-------- MATERIAL PROVIDED
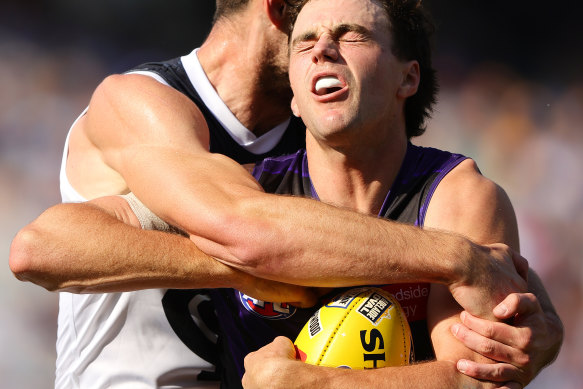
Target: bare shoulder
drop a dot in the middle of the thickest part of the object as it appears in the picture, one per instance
(131, 109)
(468, 203)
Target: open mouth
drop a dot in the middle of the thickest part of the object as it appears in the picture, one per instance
(327, 85)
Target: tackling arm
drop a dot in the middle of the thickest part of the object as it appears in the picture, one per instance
(99, 247)
(150, 133)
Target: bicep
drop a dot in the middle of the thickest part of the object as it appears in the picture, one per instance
(467, 203)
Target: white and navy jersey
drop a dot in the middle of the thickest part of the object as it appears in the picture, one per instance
(128, 340)
(249, 324)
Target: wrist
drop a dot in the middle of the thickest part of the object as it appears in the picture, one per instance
(459, 265)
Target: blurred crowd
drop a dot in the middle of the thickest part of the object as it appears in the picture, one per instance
(529, 139)
(524, 133)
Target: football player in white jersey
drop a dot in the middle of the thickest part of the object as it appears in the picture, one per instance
(155, 142)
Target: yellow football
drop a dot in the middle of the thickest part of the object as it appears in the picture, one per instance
(362, 328)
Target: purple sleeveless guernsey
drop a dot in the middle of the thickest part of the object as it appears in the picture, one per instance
(248, 324)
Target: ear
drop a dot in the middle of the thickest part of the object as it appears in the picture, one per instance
(276, 11)
(410, 81)
(295, 109)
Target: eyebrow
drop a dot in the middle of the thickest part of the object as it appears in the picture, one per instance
(336, 32)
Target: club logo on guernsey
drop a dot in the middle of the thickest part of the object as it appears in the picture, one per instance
(265, 309)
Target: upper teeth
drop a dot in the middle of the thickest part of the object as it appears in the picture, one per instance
(327, 82)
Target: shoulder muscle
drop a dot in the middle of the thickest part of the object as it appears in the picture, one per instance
(468, 203)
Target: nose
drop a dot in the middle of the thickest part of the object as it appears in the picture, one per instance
(325, 49)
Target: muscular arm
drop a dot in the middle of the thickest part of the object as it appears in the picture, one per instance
(152, 135)
(99, 247)
(466, 203)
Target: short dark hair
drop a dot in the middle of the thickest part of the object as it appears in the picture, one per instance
(412, 31)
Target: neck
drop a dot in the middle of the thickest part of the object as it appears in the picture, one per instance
(358, 178)
(238, 62)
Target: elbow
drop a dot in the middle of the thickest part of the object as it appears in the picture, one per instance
(251, 238)
(25, 259)
(21, 257)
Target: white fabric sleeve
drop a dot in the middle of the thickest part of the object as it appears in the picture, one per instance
(148, 219)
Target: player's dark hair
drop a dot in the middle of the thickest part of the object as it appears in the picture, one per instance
(411, 30)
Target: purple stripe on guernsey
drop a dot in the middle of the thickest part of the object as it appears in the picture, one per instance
(249, 324)
(279, 165)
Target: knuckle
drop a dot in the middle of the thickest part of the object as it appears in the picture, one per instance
(489, 330)
(486, 347)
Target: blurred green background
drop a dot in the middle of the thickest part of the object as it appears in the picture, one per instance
(511, 98)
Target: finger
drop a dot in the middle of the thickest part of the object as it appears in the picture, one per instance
(284, 347)
(497, 331)
(485, 346)
(517, 304)
(513, 385)
(494, 372)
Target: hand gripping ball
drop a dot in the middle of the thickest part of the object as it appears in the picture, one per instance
(362, 328)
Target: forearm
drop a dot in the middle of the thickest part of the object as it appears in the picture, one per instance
(289, 374)
(555, 330)
(80, 248)
(287, 238)
(430, 375)
(308, 242)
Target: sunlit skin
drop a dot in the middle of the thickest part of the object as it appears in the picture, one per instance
(348, 40)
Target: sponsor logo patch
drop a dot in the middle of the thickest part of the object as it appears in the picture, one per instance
(265, 309)
(375, 308)
(344, 300)
(315, 325)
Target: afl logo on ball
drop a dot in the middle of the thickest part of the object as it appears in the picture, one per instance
(265, 309)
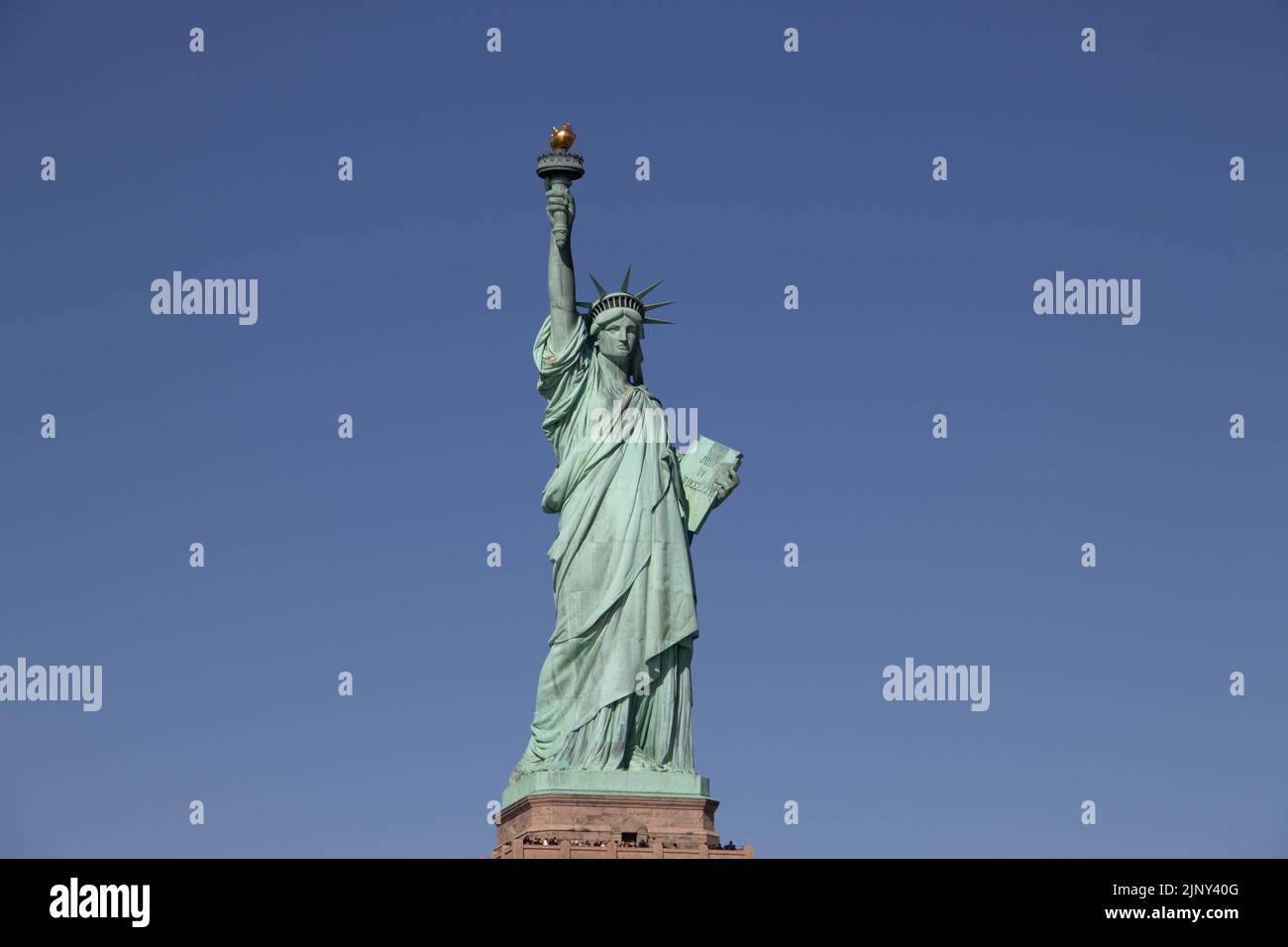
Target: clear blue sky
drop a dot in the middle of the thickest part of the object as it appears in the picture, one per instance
(768, 169)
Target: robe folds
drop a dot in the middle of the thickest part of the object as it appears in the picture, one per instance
(614, 689)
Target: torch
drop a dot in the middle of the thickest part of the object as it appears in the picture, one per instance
(561, 167)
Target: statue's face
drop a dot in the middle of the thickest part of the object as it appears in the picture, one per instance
(617, 341)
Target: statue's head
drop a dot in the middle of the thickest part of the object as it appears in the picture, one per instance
(616, 322)
(616, 333)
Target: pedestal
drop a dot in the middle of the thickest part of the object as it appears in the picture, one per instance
(610, 814)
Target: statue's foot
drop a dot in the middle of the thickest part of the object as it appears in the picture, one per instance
(643, 763)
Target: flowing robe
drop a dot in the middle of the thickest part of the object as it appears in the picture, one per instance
(625, 600)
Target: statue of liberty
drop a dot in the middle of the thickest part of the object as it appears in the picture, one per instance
(614, 692)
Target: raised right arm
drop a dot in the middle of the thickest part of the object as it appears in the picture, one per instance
(563, 308)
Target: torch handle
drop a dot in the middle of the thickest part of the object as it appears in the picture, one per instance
(559, 228)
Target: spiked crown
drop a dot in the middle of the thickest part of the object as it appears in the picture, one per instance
(623, 299)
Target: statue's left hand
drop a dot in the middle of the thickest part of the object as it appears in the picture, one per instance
(724, 484)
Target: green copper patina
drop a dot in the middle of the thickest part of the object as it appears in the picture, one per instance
(614, 696)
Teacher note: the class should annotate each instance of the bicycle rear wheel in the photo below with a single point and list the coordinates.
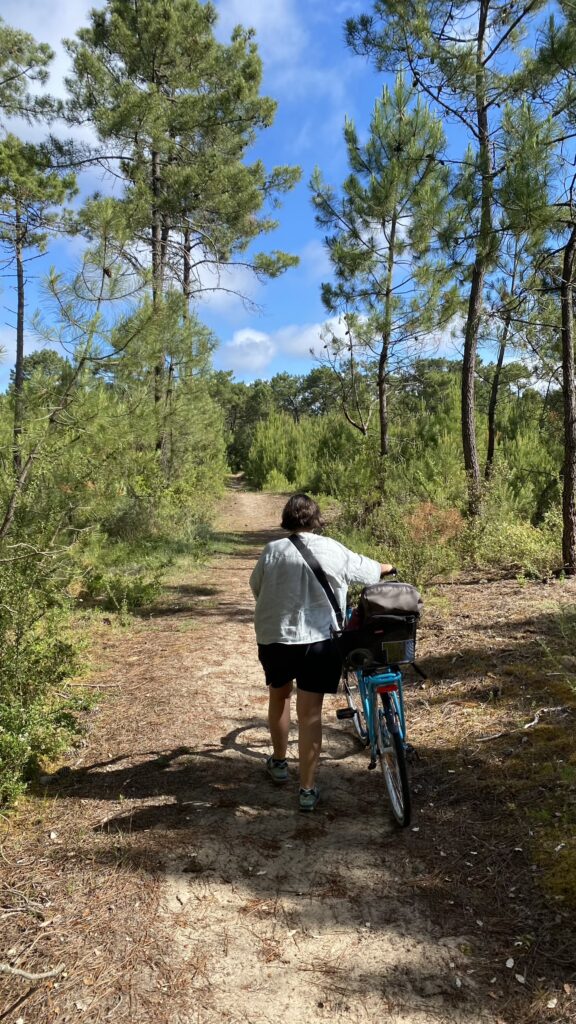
(393, 759)
(354, 701)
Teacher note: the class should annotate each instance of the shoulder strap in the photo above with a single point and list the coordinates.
(320, 574)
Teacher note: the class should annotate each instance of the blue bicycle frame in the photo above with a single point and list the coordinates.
(381, 697)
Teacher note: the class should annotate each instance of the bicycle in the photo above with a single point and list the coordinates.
(372, 683)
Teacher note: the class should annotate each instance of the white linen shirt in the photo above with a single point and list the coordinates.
(291, 606)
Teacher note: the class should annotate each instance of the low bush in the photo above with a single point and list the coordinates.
----------------
**TASK OBJECTIVE:** When you copy the entries, keep every word exactly as it stands and drop any pictures.

**OUTPUT:**
Target: bare shoulder
drop a dot in the middle of the thickest part of the object as it appears in the picture, one per instance
(131, 109)
(468, 203)
Target: open mouth
drop a dot in the middle of the thickest part of the object as it appears in the picture, one per instance
(327, 85)
Target: tackling arm
drop a dot in the middle of the thickest part of the object as it appears in the picture, one per instance
(99, 247)
(150, 133)
Target: bicep
drop a dot in the middle of the thickest part of the object as it appears in the picture, one per instance
(467, 203)
Target: white and navy jersey
drop a dot in the middle of the thickest part of the object as it appears in the picture, one per instance
(128, 340)
(249, 324)
Target: wrist
drop a dot in the middle of the thickest part of the object as it appears in the picture, one per instance
(459, 265)
Target: blurred crowd
drop a dot in the middle of the thickest part of the object as it appears in the picture, one per instance
(529, 139)
(524, 133)
Target: football player in white jersey
drop a dot in the middle of the thickest part of the object as it appears in the picture, one per instance
(155, 142)
Target: yellow football
drop a dot in the middle of the thickest part of the object as it appears in the picture, one per instance
(362, 328)
Target: purple sleeveless guernsey
drop a dot in the middle of the thickest part of the object as it appears in the picture, one per instance
(248, 324)
Target: ear
drop a dot in the middle of the thickest part of the object as it appears in the picture, one per instance
(276, 11)
(410, 81)
(295, 109)
Target: eyebrow
drop a dot in the middle of the thickest part of the object as it appears in the picture, one per instance
(336, 32)
Target: club logo on guernsey
drop a dot in the middle of the thickest part of the object as it appears in the picture, one per instance
(265, 309)
Target: upper teeth
drop a dot in the middle of the thickest part of the object as it appears in the picture, one per instance
(327, 82)
Target: shoulder muscle
drop a dot in the middle of the thickest part of the object as it appears in the picture, one per instance
(468, 203)
Target: nose
drop a dot in the middle of the thickest part of the object as it appears in the picture, one per instance
(325, 49)
Target: muscular arm
drop a dot in the middle of the thickest part of the object as it appears in the picture, one per instance
(152, 135)
(99, 247)
(466, 203)
Target: short dark hair
drop a dot in the middle of the thickest part of the object as it appears in the picture, one per instance
(412, 31)
Target: neck
drop a dot in the middle of the thickest part of the object as it appears in the picture, one per instance
(358, 178)
(238, 62)
Target: elbow
drop a dot in the middle of the thickest part of the object as it appears in the picture, one per instance
(251, 238)
(25, 259)
(21, 257)
Target: white fabric sleeve
drop a dot in the middle of the thickest part of the object as it appears in the picture, one per instance
(148, 219)
Target: player's dark hair
drop a dot in the middle of the thickest part of the object as it appears in the picture, one per instance
(411, 30)
Target: purple stripe on guernsey
drop a dot in the middle of the thickest part of the object as it appears in the picture, one per instance
(249, 324)
(279, 165)
Target: knuckle
drop a dot in the middle of the thickest part of the object as it appears in the picture, one per instance
(489, 330)
(486, 347)
Target: blurred green background
drop a dot in the middle of the thickest part of the object as it appears in the picture, one per instance
(511, 98)
Target: finger
drop a dot in the middle of the thickest part of the object as it appears in the picture, one per instance
(284, 347)
(497, 331)
(485, 346)
(517, 304)
(513, 385)
(494, 372)
Target: hand gripping ball
drop a dot in the middle of the thickest part of the object as it appears in the picture, one per instance
(362, 328)
Target: forearm
drop a dot in the middle of the thickest part of the object as it appears in the picture, one per instance
(289, 374)
(555, 330)
(80, 248)
(287, 238)
(430, 375)
(308, 242)
Target: sunlit skin
drop a dot in the middle of the thickest part of the object as it appears in the picture, one per instance
(348, 40)
Target: sponsor logo patch
drop a dot in the middle of the thickest part of the object as it appears in the picture, one per instance
(265, 309)
(375, 308)
(344, 300)
(315, 325)
Target: afl logo on ball
drop a dot in the middle of the thickest part of the object as it appears in the picture, one per instance
(265, 309)
Target: clear blue sky
drop a dot in the middle of the thickest part of the object as it appears in the picture, one per instance
(768, 169)
Target: robe folds
drop a dot in the middle of the thickest part of the object as it appears in the picture, one per instance
(614, 689)
Target: torch
drop a dot in the middle of the thickest part of the object as it appears in the picture, one per instance
(561, 167)
Target: statue's face
drop a dot in the middle of the thickest part of the object as it appears in the picture, one per instance
(617, 341)
Target: statue's head
drop a dot in the middle of the thickest part of the object as it appears in the picture, one per instance
(616, 322)
(616, 333)
Target: pedestal
drop a dot in the middle of the thickest part of the object as it appears in the picture, one per instance
(610, 814)
Target: statue's foot
drop a dot in the middle of the thickest part of the object as it appears in the picture, one per instance
(643, 763)
Target: flowing robe
drop a dot in the middle of the thickest part of the object as it appears in the picture, one per instance
(625, 600)
Target: statue of liberty
drop a dot in the middle of the thickest part of the object as it appears in the picture, one per instance
(614, 692)
Target: raised right arm
drop a dot in the middle of the thickest part of the object as it appears in the picture, one per instance
(563, 308)
Target: torch handle
drop a dot in the middle of the thickest part of the object as it appears in the picture, one per instance
(559, 228)
Target: spiked crown
drop a dot in the middle of the thickest part of the object as it appears in the picture, one per instance
(623, 299)
Target: statue's left hand
drop a dot in the middle of the thickest part of the object as it appears in the picture, one per instance
(724, 484)
Target: green copper patina
drop a dot in the middle of the thickest part of the object as it appears in the picture, one per instance
(614, 696)
Teacher note: the class should annotate each instance of the bicycle rear wheel in the photo below with a single point and list the coordinates.
(393, 759)
(354, 701)
Teacher note: the class should annotate each instance of the shoulder strap in the photo above with a single point and list the coordinates.
(320, 574)
Teacher note: the class should annotate each instance of the blue bicycle frame in the photo above with a single point and list the coordinates.
(381, 697)
Teacher note: the class should annotate each instance of the bicycle in the photo above with a single point and list the coordinates.
(372, 683)
Teacher note: the class should annotate each instance of the white linen shirt in the photo above with a single point and list the coordinates.
(291, 606)
Teacher note: the class should annotate each instance of the low bush in the photo above with a single point and list the coordinates.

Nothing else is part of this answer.